• PASSAGE PROVIDED:
Delivering electricity to everyone, all the time, is no small job — and the rise of distributed energy resources is making it exponentially more challenging.
California’s electricity system was built to deliver power from a few hundred central station power plants. But the rapid growth of rooftop solar in the state means that thousands of new generators are being added each week, putting strains on distribution systems originally designed for one-way power flows.
If this growth in distributed energy resources (DERs) is to continue, utilities must better understand where customer-sited resources can be added to their grids without causing reliability problems.
In the state’s integration capacity analysis (ICA) proceeding, engineers from the state’s three big investor-owned utilities (IOUs) are addressing that question — working with DER providers to develop a methodology to identify where DERs can connect to the distribution system, and how much each feeder can handle.
Those findings will be made public and inform a parallel proceeding on how to monetize the value of the DERs.
“The utilities are being highly collaborative and the hard work they are doing at the edge of this field is inventing new ways of doing this,” said Sky Stanfield, senior counsel Interstate Renewable Energy Council (IREC), a participant in the proceeding.

• ENTRIES SHOWN:
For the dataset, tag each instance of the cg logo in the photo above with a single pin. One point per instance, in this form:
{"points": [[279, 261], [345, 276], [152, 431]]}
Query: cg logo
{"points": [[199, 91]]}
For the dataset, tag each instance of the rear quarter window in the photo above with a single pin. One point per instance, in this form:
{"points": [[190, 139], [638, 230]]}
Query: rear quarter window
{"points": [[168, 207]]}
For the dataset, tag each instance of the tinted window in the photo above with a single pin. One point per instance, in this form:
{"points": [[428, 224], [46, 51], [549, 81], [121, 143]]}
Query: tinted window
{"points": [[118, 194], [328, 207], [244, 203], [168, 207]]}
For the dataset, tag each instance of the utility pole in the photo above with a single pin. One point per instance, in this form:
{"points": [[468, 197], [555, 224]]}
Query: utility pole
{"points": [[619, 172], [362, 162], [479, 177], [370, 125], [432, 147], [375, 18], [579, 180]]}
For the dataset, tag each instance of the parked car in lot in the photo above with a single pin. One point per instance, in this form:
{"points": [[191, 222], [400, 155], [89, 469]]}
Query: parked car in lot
...
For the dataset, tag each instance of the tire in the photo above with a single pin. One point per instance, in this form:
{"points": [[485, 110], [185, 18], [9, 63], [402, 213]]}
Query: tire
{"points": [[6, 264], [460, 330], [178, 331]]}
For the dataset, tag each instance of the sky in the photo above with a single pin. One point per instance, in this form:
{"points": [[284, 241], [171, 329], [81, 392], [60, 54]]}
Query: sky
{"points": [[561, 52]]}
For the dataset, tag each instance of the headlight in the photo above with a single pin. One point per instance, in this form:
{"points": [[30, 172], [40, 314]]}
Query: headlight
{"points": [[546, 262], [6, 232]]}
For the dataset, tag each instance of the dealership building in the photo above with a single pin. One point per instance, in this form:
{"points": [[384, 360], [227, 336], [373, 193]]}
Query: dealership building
* * *
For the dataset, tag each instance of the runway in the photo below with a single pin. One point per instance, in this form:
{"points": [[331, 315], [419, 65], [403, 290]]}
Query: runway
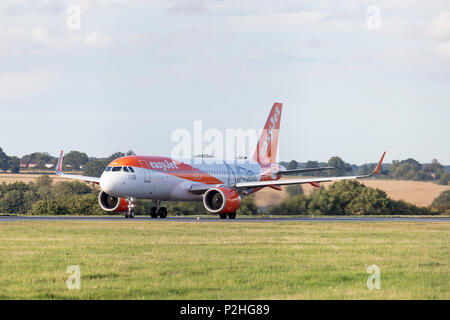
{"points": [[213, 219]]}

• TASKS AND EXERCISES:
1. Decide whether each statement below agrees with the passage on California's distribution grid, answering yes or no and quoting the deciding words of the passage: (a) California's electricity system was originally built around a few hundred central station power plants; (b) engineers from five investor-owned utilities take part in the integration capacity analysis proceeding; (c) the findings of that proceeding will be kept confidential.
2. Proceed with the passage on California's distribution grid, picking up right after its final sentence.

• RESULTS FOR THE EXERCISE:
1.
(a) Yes: "California’s electricity system was built to deliver power from a few hundred central station power plants."
(b) No: "engineers from the state’s three big investor-owned utilities (IOUs)"
(c) No: "Those findings will be made public"

2.
In responding to “detailed, technical questions” of DER vendors, utility engineers have learned what features of the locational value, called hosting capacity analysis (HCA), are “most critical,” said Erik Takayesu, director of grid modernization at Southern California Edison (SCE).
In this “collaborative atmosphere,” probing by DER providers in the ICA working group has resulted in the development of analytic tools “that will be highly useful to DER interconnection and integration,” added Amber Albrecht, spokesperson for San Diego Gas & Electric.
Finding the right method for hosting capacity analysis is the primary hurdle that stands in the way of two basic objectives defined in the ICA working group’s just-released draft final report. The final version is due March 15.
The first objective is to improve the DER interconnection process by identifying exactly how much DER can be added at any interconnection point on the distribution system. The second is to bring DER into utilities’ distribution system annual planning by identifying the best sites for future DER development.
These objectives will be delivered by the IOUs as publicly-accessible online system maps, embedded with detailed, downloadable system data.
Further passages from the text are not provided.